_TEXT PROVIDED:_
----------------
Mid-Week Links: Popup Surprise

A group of retailers are moving into abandoned storefronts in Old Downtown Oakland in an effort to revitalize the neighborhood in a concept called Popuphood.  The idea of pop-up stores, where abandoned storefronts are temporarily occupied by retailers, is not new.  They attract foot traffic to areas that don’t see many pedestrians and shoppers, giving a run-down neighborhood new buzz and new life.  Applying it to a whole neighborhood, with multiple storefronts, is a much larger application.  Check it out at 9th & Washington.  If you’re going by transit, the nearest BART is 12th Street Oakland City Center, which you can get to via GGT to Richmond or San Francisco.

Marin

  • The Novato Design Review Commission chairwoman resigned mid-meeting to allow a downtown strip mall to proceed without her approval. (IJ)
  • Last night, Novato debated food trucks and Hanna Ranch. No news as of press time as to decisions made. (Novato Patch)
  • Lucas Valley: George Lucas’s proposed Grady Ranch development drew fire from local residents at a Marin County Planning Commission hearing on the subject. (San Rafael Patch; IJ)
  • Golden Gate Ferry is now on the winter schedule, cutting a couple of trips per day. (IJ)
  • Marin County’s controversial tree-cutting proposal for West Marin has been scaled back. (IJ)
  • Last night, the Corte Madera Planning Commission heard details on the WinCup development and Nordstrom’s expansion plans at The Village shopping center. The WinCup development was told to push for more sustainability measures. (Larkspur-Corte Madera Patch; IJ)
  • Anti-chain Marin may end up with a Subway shop in downtown Mill Valley.  One commenter: “Declasse”. (Mill Valley Patch)
  • Ross is demanding that an extraordinarily wealthy family fulfill its obligations to the town and remove a fish barrier in Ross Creek on their property.  The creek is a spawning habitat for steelhead trout. (IJ)
  • At long last, the Novato Theater is under new management that plans to reopen the downtown theater to the public. (IJ)
  • The ongoing controversy in West Marin regarding oyster fishing in Drake’s Bay may be a moot point if former Assemblyman Bill Bagley is right and the operations are already legal, per action in the 1970s. (IJ)
----------------
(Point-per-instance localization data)
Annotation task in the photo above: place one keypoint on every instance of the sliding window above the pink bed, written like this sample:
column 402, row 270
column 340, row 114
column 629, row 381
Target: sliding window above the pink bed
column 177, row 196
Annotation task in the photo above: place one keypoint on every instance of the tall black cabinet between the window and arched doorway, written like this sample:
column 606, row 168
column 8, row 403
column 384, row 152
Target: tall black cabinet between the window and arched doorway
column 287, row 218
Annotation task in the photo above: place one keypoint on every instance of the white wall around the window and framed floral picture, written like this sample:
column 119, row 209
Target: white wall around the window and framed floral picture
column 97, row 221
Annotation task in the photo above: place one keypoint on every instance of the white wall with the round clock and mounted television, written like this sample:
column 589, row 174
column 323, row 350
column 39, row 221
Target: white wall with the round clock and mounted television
----------------
Answer these questions about the links post:
1. What is the name of the concept under which retailers are moving into abandoned storefronts in Old Downtown Oakland?
2. Which fish uses Ross Creek as a spawning habitat?
3. Which ferry service is now on its winter schedule?

1. Popuphood
2. Steelhead trout
3. Golden Gate Ferry